PROVIDED MATERIAL »

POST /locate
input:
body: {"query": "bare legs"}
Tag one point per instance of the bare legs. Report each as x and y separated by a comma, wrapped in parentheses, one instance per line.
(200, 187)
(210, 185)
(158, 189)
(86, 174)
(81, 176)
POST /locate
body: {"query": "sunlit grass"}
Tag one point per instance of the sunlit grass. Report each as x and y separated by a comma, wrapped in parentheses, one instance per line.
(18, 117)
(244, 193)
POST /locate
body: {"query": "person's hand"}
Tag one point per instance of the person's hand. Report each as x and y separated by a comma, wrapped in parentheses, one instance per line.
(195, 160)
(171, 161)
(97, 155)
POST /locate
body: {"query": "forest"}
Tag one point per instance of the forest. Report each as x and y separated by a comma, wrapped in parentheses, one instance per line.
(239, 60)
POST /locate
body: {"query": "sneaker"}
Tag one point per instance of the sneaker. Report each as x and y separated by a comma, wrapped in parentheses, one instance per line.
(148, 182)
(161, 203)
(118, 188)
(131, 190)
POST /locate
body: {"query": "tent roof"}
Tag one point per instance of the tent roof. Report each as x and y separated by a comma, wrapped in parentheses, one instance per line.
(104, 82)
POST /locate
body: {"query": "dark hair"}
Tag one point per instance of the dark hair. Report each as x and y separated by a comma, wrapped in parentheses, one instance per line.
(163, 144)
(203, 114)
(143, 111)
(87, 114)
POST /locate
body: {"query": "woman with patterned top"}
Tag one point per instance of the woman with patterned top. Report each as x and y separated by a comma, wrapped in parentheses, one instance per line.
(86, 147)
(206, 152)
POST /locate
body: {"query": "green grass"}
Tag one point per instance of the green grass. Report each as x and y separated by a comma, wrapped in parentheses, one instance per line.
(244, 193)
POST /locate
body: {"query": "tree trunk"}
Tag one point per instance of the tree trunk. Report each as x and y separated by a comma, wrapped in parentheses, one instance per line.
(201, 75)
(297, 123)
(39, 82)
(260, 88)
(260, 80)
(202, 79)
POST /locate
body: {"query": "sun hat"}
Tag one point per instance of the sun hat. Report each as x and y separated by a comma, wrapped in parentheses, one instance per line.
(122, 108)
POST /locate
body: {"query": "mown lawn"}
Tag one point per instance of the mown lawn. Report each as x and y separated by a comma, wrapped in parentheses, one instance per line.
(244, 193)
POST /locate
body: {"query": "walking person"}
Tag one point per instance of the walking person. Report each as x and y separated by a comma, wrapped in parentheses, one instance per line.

REQUIRED WORK » Give the complete listing a second time, exactly as it reads.

THE COMPLETED TASK »
POST /locate
input:
body: {"query": "bare legs"}
Tag one point per instance of the bare legs. Report each as x and y separated by a comma, wrapped in parentheses, one instance per line.
(200, 187)
(210, 185)
(158, 189)
(86, 174)
(81, 176)
POST /locate
body: {"query": "sunlit grass"}
Tag one point per instance of the sunlit grass. Report each as x and y separated by a comma, wrapped in parentheses, one instance per line.
(18, 117)
(244, 193)
POST /locate
body: {"query": "person's hand"}
Tag one point per instance of the person's hand. Report each as x and y separated by a comma, wrapped in parentheses, one instance per line.
(195, 160)
(171, 161)
(97, 155)
POST /locate
body: {"query": "forest"}
Tag one point per instance of the forest. Report each as x and y separated by a comma, wrapped in parentheses, one instance per line.
(239, 60)
POST /locate
body: {"query": "sneaker"}
Tag one point per instance of the sneaker. Report each as x and y separated by a comma, wrapped in parentheses, one instance per line.
(148, 182)
(161, 203)
(118, 188)
(131, 190)
POST /locate
body: {"query": "tent roof"}
Tag one point per instance of the tent roof. Report each as x and y separated by a comma, wrapped in parentheses, one instance per line.
(104, 82)
POST /locate
body: {"query": "dark hair"}
Tag one point per instance of the dark hair. Report each as x and y separated by a comma, wrapped in parentheses, one instance per line.
(163, 144)
(203, 114)
(143, 111)
(87, 114)
POST /locate
body: {"query": "woman with patterned top"}
Tag one point per instance of the woman with patterned top. Report each as x and y separated by a comma, wrapped in parentheses, one instance per line.
(86, 147)
(206, 152)
POST /locate
body: {"query": "green grass"}
Tag one point per instance of the green grass. Report each as x and y separated by a comma, wrapped in parentheses, one instance per line.
(244, 193)
POST /locate
body: {"query": "tree trunk"}
Tag one point per instance of the tree trunk. Report each as x and y separated by a comma, wrapped in parentheses, one instance per line.
(201, 75)
(297, 123)
(39, 82)
(260, 88)
(260, 80)
(202, 79)
POST /locate
body: {"query": "sun hat"}
Tag one point per instance of the sun hat. Report each as x and y separated by a comma, wrapped in parentheses, one instance per line.
(122, 108)
POST /locate
body: {"query": "mown lawn"}
Tag one point per instance of the mown lawn. Report each as x and y separated by a comma, wrapped in parentheses, one instance per line.
(244, 193)
POST /locate
body: {"query": "walking person"}
Tag one point per instance of the walking person. Report each as x and y separated by a comma, wrapped in parentheses, one instance per line.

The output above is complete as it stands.